▶ _Exercise brief_
Make a verbatim copy of the records; pictures stay out.

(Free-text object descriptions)
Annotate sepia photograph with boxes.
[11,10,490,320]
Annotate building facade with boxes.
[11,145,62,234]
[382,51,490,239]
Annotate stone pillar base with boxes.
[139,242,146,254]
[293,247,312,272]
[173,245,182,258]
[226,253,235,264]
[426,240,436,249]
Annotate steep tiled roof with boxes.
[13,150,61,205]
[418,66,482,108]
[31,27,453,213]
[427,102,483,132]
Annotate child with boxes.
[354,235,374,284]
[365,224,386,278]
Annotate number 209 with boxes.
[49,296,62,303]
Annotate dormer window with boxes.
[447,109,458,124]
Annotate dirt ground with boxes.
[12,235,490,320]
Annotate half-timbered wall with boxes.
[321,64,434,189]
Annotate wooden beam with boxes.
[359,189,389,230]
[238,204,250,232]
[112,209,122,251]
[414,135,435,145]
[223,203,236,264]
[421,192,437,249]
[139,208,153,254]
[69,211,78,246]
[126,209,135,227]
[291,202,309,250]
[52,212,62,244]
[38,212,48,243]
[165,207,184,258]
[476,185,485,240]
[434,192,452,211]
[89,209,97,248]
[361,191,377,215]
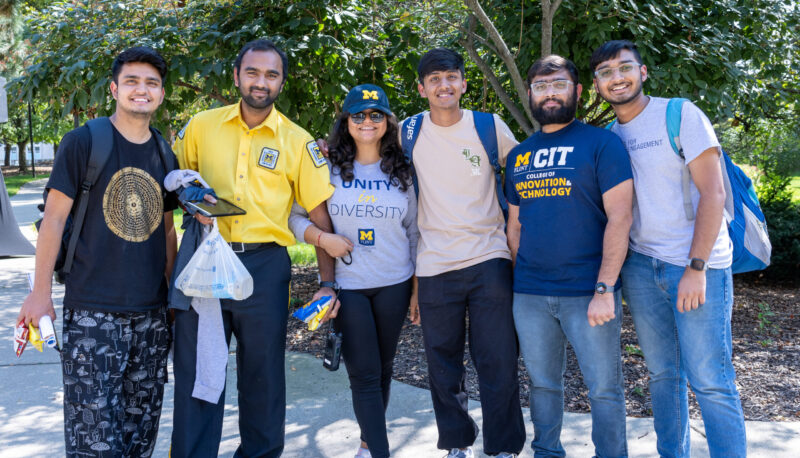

▶ _Expected answer_
Annotate sepia photograph with boxes.
[11,10,490,320]
Annotate building facade with boxes.
[11,145,62,234]
[382,51,490,239]
Annotate stone pillar base with boxes.
[139,242,146,254]
[293,247,312,272]
[173,245,182,258]
[226,253,235,264]
[426,240,436,249]
Annotate steep tiled roof with boxes.
[13,150,61,205]
[418,66,482,108]
[31,27,453,213]
[427,102,483,132]
Annotate child with boxes.
[354,235,374,284]
[365,224,386,278]
Annotate number 209 with boxes.
[49,296,62,303]
Annotate dormer window with boxes.
[447,109,458,124]
Annotate dirt ground with boxes.
[12,235,490,320]
Annotate half-timbered wall with boxes.
[321,64,434,189]
Annotate wooden beam with boxes.
[359,189,389,230]
[238,204,250,232]
[112,209,122,251]
[414,135,435,145]
[223,203,236,264]
[421,192,437,249]
[139,208,153,254]
[69,211,78,246]
[126,209,135,227]
[291,202,309,250]
[52,212,62,244]
[38,212,48,243]
[165,207,184,258]
[476,185,485,240]
[434,192,452,211]
[89,209,97,248]
[361,191,377,215]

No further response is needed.